EXERCISE REQUIREMENTS:
1) Please transcribe the mountain passage word for word, between "A range of high" and "9600 feet high.", inclusive.
2) Go on with the survey of the world's mountains from its final sentence.

GIVEN PASSAGE:
_ _ _ _ _
The average altitude of the _Ghauts_, which line the east and west coasts of Hindostan, is 3000 feet; but some of their summits aspire to 8000 feet.
A range of high mountains traverses the dreary peninsula of Kamtschatka, and appears to be a continuation of the volcanic chain which forms the Kurile Islands, and extends even to Japan and the great islands of the Eastern Archipelago. Many of the Kamtschatkan volcanoes are still active, such as Avatsha, Kluchevsky, and Assachnish, and though shrouded in snow and ice project from their seething caldrons vast showers of ashes, stones, boiling water, and lava. Avatsha is 9600 feet high.
The Indian islands contain many colossal mountains, mostly, if not all, of a volcanic character, and the same generalization is true of the beautiful Polynesian archipelagos:--
"Summer-isles of Eden lying in dark purple spheres of sea."
Mount Ophir, in Sumatra, is 13,840 feet high; Stamat, in Java, 12,300 feet; Indiapura, in Sumatra, 12,140 feet; Tomboro, in the island of Sumbawa, 7600 feet; and Kilauea, in the Sandwich Islands, 3970 feet. Kina-balu, in Borneo, is a magnificent mass, 13,968 feet in height. "Its grand precipices," says a traveller,[202] "its polished granite surfaces glittering under the bright tropical rays, the dashing cascades, which fall from so great a height as to dissolve in spray before being lost in the dark valleys below, have a magical effect upon the imagination."
* * * * *
My rapid survey of the mountain-systems of the globe now brings both writer and reader to the African Continent, which contains, however, an unusually large proportion of plain and low level. The northern mountain-ranges, which extend from east to west parallel to the Mediterranean, are known to geographers under the general appellation of _Mount Atlas_, whose culminating point occurs in the peak of Miltoin, 11,400 feet, to the south-east of the city of Morocco.
In the north-eastern part of the continent lie the _Mountains of Abyssinia_, the highest pinnacle being that of Geesh, which towers at an elevation of 15,000 feet above the sea. Many other summits are also crowned with "snows eternal," feeding a succession of streams which pour their waters into the White Nile.
Detached masses and mountain-groups spread along the western coast, between the 12th and 18th parallels of north and south latitude respectively. To the north of the Equator lie the _Kong Mountains_; and near the coast of the Bight of Biafra rises the semi-extinct volcano of the _Camaroons_, 13,129 feet high. This elevation is far exceeded by that of the colossal summits, which on the eastern coast are situated within a few degrees of the equinoctial line, and wear a crown of snow which is indissoluble. One of these, _Kilimandjaro_, has an altitude of 22,814 feet, while _Kenia_ cannot be less than 20,000 feet. Others are probably equal, or little inferior, to these in height.
_ _ _ _ _
RAW DATA:
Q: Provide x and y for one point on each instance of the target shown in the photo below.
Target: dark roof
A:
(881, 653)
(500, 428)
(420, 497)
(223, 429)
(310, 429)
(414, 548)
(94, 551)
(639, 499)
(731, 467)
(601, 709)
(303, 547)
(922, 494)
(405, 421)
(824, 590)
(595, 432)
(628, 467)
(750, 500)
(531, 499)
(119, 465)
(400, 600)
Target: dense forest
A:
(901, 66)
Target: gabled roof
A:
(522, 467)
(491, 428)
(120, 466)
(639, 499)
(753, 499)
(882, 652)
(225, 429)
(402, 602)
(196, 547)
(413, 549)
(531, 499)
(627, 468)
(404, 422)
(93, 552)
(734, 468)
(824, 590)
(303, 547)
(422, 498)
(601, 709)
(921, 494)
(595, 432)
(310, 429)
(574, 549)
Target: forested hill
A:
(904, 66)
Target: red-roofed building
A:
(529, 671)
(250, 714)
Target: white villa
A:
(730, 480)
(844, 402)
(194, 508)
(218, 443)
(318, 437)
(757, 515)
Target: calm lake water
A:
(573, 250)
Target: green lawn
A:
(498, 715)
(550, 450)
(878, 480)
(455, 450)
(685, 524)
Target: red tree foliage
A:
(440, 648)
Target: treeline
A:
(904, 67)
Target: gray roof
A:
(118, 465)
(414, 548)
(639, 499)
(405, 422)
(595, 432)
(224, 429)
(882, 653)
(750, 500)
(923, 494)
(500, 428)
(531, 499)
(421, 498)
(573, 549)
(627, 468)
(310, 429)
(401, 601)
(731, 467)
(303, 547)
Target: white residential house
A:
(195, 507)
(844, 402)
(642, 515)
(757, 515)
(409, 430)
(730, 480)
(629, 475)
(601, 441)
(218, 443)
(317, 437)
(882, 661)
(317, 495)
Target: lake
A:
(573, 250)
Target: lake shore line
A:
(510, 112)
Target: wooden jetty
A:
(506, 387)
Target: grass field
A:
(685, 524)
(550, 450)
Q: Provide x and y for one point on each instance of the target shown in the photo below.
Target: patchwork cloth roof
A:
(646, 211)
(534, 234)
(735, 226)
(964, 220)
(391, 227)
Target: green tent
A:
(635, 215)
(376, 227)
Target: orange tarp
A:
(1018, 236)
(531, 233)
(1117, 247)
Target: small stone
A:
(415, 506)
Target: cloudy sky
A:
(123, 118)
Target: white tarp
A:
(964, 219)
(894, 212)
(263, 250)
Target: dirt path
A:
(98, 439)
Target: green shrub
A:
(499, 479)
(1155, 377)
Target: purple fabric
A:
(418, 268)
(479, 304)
_ _ _ _ _
RESPONSES TO THE EXERCISE:
1)
A range of high mountains traverses the dreary peninsula of Kamtschatka, and appears to be a continuation of the volcanic chain which forms the Kurile Islands, and extends even to Japan and the great islands of the Eastern Archipelago. Many of the Kamtschatkan volcanoes are still active, such as Avatsha, Kluchevsky, and Assachnish, and though shrouded in snow and ice project from their seething caldrons vast showers of ashes, stones, boiling water, and lava. Avatsha is 9600 feet high.

2)
In South Africa are three ranges of mountains, or rather terraces, the northernmost of which is called the _Nieuweld_, and runs in a general course of east and west. Towards its eastern extremity it bears the name of the _Sneeaberg_, or Snowy Mountain, and its summits are frequently 1000 feet high. The _Compassberg_ group is 7000 feet in elevation. Immediately to the south of Cape Town rises the curious flat-topped _Table Mountain_, 3582 feet in height. The _Peak of Teneriffe_, in the Canary Isles, off the north-west coast, is volcanic; it rises 12,236 feet above the sea.
* * * * *
Asia possesses, as we have seen, the loftiest mountain-peaks, but it is on the American continent we meet with the grandest mountain-systems. We remark, in the first place, that they are all directed from north to south; in the second, that they are grouped along the western and eastern coasts in two unequal systems, converging towards each other as they run southward. In North America these two systems are the _Rocky Mountains_ on the west; and the _Apalachian_, or _Alleghany_, on the east. The former consists of a mountain-region, diversified with valleys, terraces, and plateaus, varying in breadth from 40 to 100 miles, and raising several summits to a very conspicuous elevation, as in Mount Brown, 15,900 feet, and the volcanic peak of Mount Elias, in California, 17,500 feet.
The _Apalachian_ range extends from the Gulf of St. Lawrence to the parallel of 34°, a course of 1500 miles. It is intersected by Lake Champlain and the valley of the Hudson. Its average height does not exceed 3000 feet; but it culminates in Mount Washington to an altitude of 6234 feet.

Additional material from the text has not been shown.